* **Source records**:
+++++
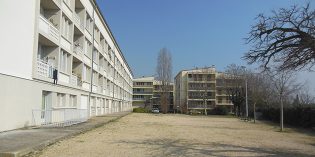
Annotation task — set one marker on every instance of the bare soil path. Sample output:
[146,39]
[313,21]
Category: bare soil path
[182,135]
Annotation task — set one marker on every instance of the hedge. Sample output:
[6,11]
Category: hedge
[297,116]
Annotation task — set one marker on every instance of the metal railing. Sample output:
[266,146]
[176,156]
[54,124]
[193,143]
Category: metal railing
[78,50]
[48,27]
[75,80]
[59,117]
[44,69]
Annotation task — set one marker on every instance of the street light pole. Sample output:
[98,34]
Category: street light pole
[246,99]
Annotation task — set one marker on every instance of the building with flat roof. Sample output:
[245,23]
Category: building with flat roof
[60,64]
[142,91]
[197,89]
[147,93]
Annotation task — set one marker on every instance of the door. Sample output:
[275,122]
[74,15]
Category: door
[46,107]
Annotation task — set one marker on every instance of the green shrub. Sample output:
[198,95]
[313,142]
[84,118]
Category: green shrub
[141,110]
[220,110]
[297,116]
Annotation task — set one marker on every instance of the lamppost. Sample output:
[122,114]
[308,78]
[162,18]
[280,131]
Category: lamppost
[246,98]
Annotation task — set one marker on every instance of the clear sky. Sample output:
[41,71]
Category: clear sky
[197,32]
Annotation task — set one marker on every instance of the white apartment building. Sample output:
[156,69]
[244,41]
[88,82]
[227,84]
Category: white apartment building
[70,37]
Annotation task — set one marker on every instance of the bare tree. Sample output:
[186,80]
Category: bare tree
[305,97]
[284,83]
[286,39]
[164,75]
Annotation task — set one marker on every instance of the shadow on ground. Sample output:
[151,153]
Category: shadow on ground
[184,148]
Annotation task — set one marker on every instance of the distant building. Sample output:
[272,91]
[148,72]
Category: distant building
[200,89]
[157,91]
[142,91]
[147,93]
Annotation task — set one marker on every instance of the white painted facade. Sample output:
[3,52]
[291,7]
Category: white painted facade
[72,37]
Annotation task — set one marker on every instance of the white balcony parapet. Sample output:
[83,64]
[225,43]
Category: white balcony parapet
[44,69]
[48,28]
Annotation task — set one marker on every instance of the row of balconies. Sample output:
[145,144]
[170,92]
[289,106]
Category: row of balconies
[45,70]
[50,26]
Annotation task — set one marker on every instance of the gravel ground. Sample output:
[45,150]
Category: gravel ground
[183,135]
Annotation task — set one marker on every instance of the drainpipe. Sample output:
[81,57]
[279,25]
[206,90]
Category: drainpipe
[91,85]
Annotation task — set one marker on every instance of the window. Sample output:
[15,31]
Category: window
[86,73]
[73,100]
[65,29]
[67,2]
[95,56]
[61,100]
[64,58]
[88,48]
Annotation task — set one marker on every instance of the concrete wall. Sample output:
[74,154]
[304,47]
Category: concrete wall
[20,96]
[17,37]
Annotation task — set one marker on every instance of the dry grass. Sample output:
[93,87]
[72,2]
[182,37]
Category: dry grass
[183,135]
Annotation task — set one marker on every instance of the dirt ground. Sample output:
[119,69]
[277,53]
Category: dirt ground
[182,135]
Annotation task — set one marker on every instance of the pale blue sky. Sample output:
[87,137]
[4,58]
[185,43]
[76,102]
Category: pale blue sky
[197,32]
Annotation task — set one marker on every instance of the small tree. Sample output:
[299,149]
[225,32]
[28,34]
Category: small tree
[164,76]
[284,84]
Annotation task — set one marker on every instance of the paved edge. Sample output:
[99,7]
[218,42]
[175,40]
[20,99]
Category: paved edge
[29,151]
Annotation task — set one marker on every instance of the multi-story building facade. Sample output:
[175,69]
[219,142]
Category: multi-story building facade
[142,91]
[62,41]
[197,89]
[147,93]
[157,93]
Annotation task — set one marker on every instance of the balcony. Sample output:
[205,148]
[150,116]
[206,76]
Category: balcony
[44,69]
[48,28]
[75,80]
[78,50]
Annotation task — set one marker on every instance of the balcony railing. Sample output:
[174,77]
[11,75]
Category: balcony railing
[201,88]
[75,80]
[44,69]
[200,97]
[59,117]
[48,28]
[136,92]
[78,50]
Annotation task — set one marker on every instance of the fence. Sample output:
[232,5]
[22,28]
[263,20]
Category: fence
[59,117]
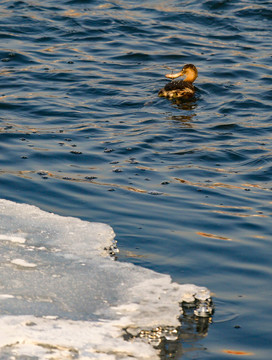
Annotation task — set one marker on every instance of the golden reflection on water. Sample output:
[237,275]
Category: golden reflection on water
[213,236]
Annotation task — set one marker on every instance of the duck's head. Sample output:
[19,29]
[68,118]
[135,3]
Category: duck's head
[188,70]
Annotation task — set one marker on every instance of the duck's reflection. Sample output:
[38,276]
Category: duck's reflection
[187,113]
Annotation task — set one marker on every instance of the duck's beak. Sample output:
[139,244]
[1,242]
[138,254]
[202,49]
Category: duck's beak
+++++
* **Problem requirements**: Output all of the entries once more, word for word, with the images removed.

* **Task response**:
Annotation task — set one marker on every instance of the bare soil path. Sample output:
[146,39]
[313,21]
Category: bare soil path
[182,135]
Annotation task — set one marker on every instance of the hedge. Sample output:
[6,11]
Category: hedge
[297,116]
Annotation task — set one marker on every instance of the metal railing. Sample output:
[266,146]
[176,156]
[54,124]
[193,143]
Category: metal railing
[78,50]
[48,27]
[75,80]
[59,117]
[44,69]
Annotation task — set one marker on every instance of the street light pole. Sample output:
[98,34]
Category: street light pole
[246,99]
Annotation task — set one marker on every instance of the building with flat roof. Sample output:
[245,23]
Category: building with flat roof
[60,64]
[142,91]
[197,89]
[147,93]
Annotation task — set one marker on every instance of the door. Sample output:
[275,122]
[74,15]
Category: door
[46,107]
Annotation task — set one marker on every instance of the green shrub. Sample output:
[198,95]
[313,142]
[84,118]
Category: green shrub
[141,110]
[220,110]
[297,116]
Annotation task — set one marker on every instance of the lamppost. Sample output:
[122,114]
[308,78]
[162,18]
[280,131]
Category: lamppost
[246,98]
Annotation task — set one marker on every instance of the clear sky. Sample output:
[41,71]
Category: clear sky
[197,32]
Annotation task — set one marker on every instance of the white apartment building. Sample output:
[156,69]
[244,41]
[88,82]
[227,84]
Category: white apartment building
[70,37]
Annotation task — set one marker on every instance of the bare tree. Sample output:
[186,80]
Category: bare tree
[305,97]
[284,83]
[286,39]
[164,75]
Annotation task — set one marker on every instance of the shadow on ground. Sample output:
[151,153]
Category: shadow on ground
[184,148]
Annotation task — set one marker on every instance of the distant building. Sample output:
[272,91]
[148,72]
Category: distant building
[200,89]
[157,91]
[142,91]
[147,93]
Annotation task — set one marker on every instance of the white painted facade. Sample output:
[3,52]
[291,7]
Category: white painted facade
[72,37]
Annotation task — set one marker on every instance of the white balcony parapet. Sample output:
[83,64]
[225,43]
Category: white balcony parapet
[44,69]
[48,28]
Annotation task — set one marker on every instance of the row of balconies. Sample output:
[145,144]
[170,92]
[289,106]
Category: row of balconies
[45,70]
[50,26]
Annotation task — set one marker on every instance of the gravel ground. Sample output:
[45,150]
Category: gravel ground
[183,135]
Annotation task — set one marker on every instance of the drainpipe. Sample output:
[81,57]
[279,25]
[206,90]
Category: drainpipe
[91,85]
Annotation task — set one marker on every instance of the window. Sample output:
[15,31]
Category: window
[86,73]
[73,100]
[65,29]
[67,2]
[95,56]
[61,100]
[64,58]
[88,48]
Annotation task — set one marker on every instance of the concrete wall. Sample output:
[74,154]
[304,47]
Category: concrete wall
[20,96]
[17,37]
Annotation task — set one marker on every instance of the dry grass. Sample output:
[93,87]
[72,2]
[182,37]
Category: dry grass
[183,135]
Annotation task — set one marker on every instance of the dirt ground. Sample output:
[119,69]
[277,53]
Category: dirt ground
[182,135]
Annotation task — set one marker on every instance of the pale blue sky. Sample output:
[87,137]
[4,58]
[185,43]
[76,102]
Category: pale blue sky
[197,32]
Annotation task — set one marker on every instance of the small tree. Sample output:
[299,149]
[225,32]
[28,34]
Category: small tree
[164,76]
[284,84]
Annotation task — set one marker on every instance of the paved edge. Sample output:
[99,7]
[218,42]
[175,40]
[20,99]
Category: paved edge
[29,151]
Annotation task — set one marker on every instance of the multi-story building facade. Sample output:
[175,69]
[219,142]
Category: multi-story building facade
[142,91]
[62,41]
[197,89]
[147,93]
[157,93]
Annotation task — set one marker on every instance of the balcony. Sample output:
[205,148]
[150,116]
[206,76]
Category: balcony
[44,69]
[48,28]
[75,80]
[78,50]
Annotation task — set one marker on every instance of the balcony railing. Sample output:
[174,77]
[11,75]
Category: balcony railing
[201,88]
[75,80]
[44,69]
[200,97]
[59,117]
[48,28]
[136,92]
[78,50]
Annotation task — set one marker on every instance of the fence. Sample output:
[232,5]
[22,28]
[263,20]
Category: fence
[59,117]
Annotation task — set one marker on every instance of the golden reflection on water. Sample output:
[237,275]
Category: golden reflection on water
[213,236]
Annotation task — set one marker on every instance of the duck's head. Sample output:
[19,29]
[68,118]
[135,3]
Category: duck's head
[188,70]
Annotation task — set one marker on every instance of the duck's reflection. Sample output:
[38,276]
Category: duck's reflection
[187,113]
Annotation task — set one marker on every instance of the duck's beak. Sample output:
[139,244]
[1,242]
[138,254]
[202,49]
Category: duck's beak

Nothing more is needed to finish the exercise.